WRITTEN TASK 1 | Name every court case that the passage on removal protections mentions by name.

In Humphrey’s Executor, however, Justice Sutherland began his opinion for the Court by rejecting Shurtleff’s application to the FTC Act.  The Shurtleff opinion had stressed that the consequence of applying expressio unius would have been that members of the BGA would have held office for life during good behavior because its organic statute did not establish a definite term of office for its members.  Sutherland reasoned that since the office of FTC Commissioner was for a fixed term of years, Shurtleff did not govern, expressio unius applied, and the statute permitted only for-cause removal.  Therefore, the constitutional question the Court had avoided in Shurtleff could not be avoided, and the opinion proceeded to give the holding for which it is famous (or infamous).

If the Roberts Court is thinking about overruling Humphrey’s Executor in Slaughter, it should consider overruling this statutory holding rather than its constitutional holding.  Doing so would mean, first, recognizing that there are two categories of for-cause removal protections: those that are permissive (like those in Shurtleff and Humphrey’s), and those that are exclusive (for an example see the footnote).  Second, it would mean reviving Shurtleff’s clear statement rule for the former category and holding, as Taft and Brandeis assumed, that the FTC Act therefore does not restrict the President’s power to remove Commissioners at will.  So interpreted, the FTC Act’s removal protection would not raise a constitutional issue, and the Court could therefore avoid the issue and uphold the Act.  Indeed, the traditional canon of constitutional avoidance obliges the Court to prefer such interpretations if reasonably available.

THE INPUT |
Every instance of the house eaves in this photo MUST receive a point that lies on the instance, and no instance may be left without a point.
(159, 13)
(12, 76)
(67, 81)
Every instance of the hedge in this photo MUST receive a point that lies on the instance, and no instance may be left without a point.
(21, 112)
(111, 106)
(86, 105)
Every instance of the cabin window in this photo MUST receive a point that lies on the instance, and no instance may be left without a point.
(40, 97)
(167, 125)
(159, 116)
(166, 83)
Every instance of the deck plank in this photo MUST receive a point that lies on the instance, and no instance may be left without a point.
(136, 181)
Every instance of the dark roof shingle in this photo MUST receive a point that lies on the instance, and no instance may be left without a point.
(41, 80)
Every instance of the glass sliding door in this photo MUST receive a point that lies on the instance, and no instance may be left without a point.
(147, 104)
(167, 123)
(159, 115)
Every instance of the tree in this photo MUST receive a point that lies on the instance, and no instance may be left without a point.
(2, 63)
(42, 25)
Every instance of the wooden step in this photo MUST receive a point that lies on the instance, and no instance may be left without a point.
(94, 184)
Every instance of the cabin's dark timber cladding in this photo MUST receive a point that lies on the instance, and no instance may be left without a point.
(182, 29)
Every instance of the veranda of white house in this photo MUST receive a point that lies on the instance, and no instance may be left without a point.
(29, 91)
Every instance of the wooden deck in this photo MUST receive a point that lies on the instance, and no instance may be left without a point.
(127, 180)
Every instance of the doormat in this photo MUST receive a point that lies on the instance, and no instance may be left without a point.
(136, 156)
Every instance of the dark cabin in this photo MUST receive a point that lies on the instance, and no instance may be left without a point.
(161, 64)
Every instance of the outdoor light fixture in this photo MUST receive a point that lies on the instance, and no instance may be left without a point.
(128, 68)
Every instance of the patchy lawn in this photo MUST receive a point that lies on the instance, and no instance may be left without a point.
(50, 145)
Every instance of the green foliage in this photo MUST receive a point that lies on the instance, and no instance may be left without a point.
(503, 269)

WRITTEN TASK 2 | In the entries, transcribe the lines starting with the line that contains "Every instance of the patchy" and running through the last entry.

EXERCISE SOLUTION 1 | Humphrey's Executor, Shurtleff, Slaughter

EXERCISE SOLUTION 2 |
Every instance of the patchy lawn in this photo MUST receive a point that lies on the instance, and no instance may be left without a point.
(50, 145)
Every instance of the green foliage in this photo MUST receive a point that lies on the instance, and no instance may be left without a point.
(503, 269)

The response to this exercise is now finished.